== Task to carry out ==
Every line of the records below from the line with "Where can the jacket" up to and including the line with "Where can the hand" must be reproduced exactly, and no line outside that range.

== Information provided ==
--- --- ---

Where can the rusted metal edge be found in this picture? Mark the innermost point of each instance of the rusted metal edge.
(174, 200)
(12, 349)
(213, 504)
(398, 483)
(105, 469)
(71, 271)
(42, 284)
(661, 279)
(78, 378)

--- --- ---

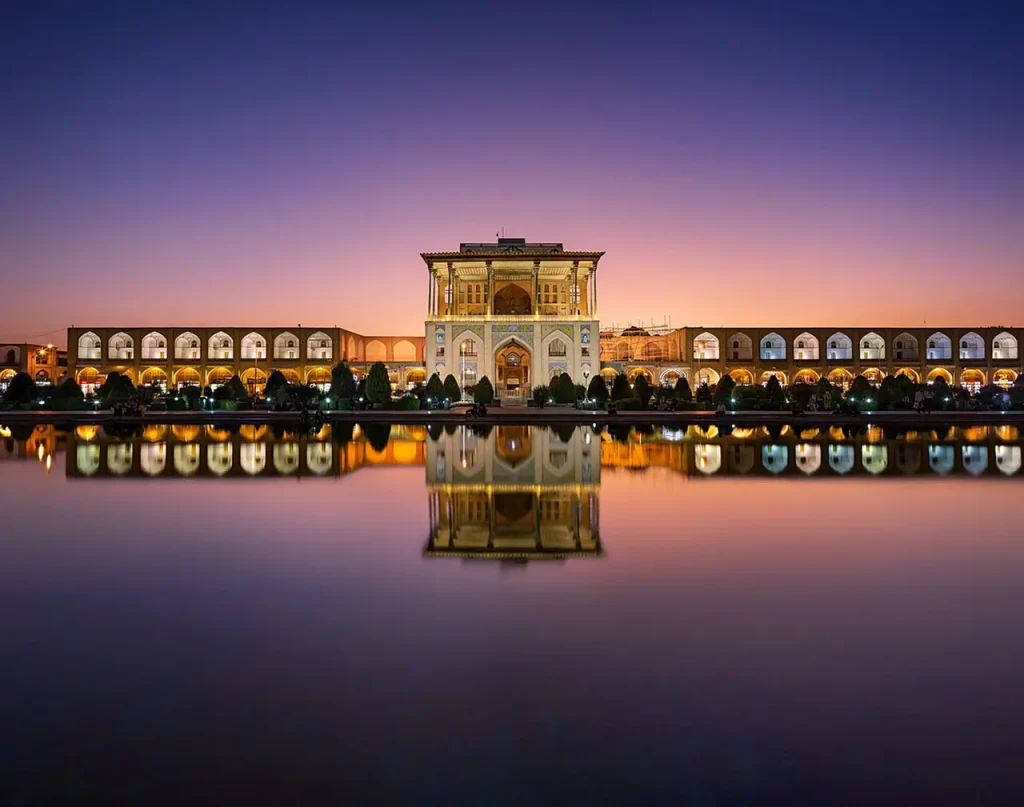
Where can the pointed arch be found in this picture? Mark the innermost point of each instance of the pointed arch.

--- --- ---

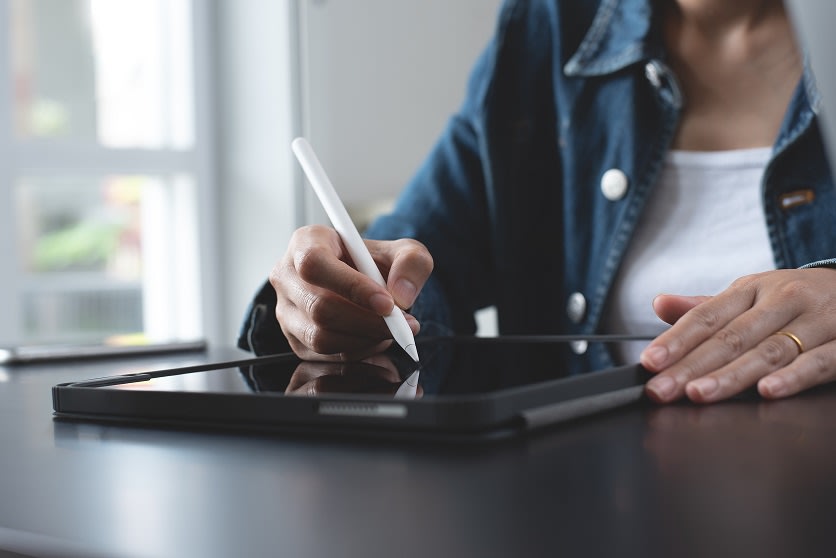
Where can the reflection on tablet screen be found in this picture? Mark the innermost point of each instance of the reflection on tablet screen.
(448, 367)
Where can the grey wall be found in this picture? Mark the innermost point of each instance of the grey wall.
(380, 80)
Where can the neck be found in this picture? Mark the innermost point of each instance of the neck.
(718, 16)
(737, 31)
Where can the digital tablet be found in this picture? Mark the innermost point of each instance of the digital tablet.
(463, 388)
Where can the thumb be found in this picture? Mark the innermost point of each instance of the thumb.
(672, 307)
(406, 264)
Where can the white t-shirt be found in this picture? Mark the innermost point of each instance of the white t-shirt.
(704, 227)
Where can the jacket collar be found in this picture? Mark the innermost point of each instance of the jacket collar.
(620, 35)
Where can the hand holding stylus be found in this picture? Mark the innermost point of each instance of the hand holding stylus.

--- --- ---

== Exercise result ==
Where can the jacket collar be found in this picture? Mark the innermost point of each instance of the jacket collar.
(620, 35)
Where can the hand holding stylus be found in this picture? Mark the innermost point of each instance of the hand holding stylus.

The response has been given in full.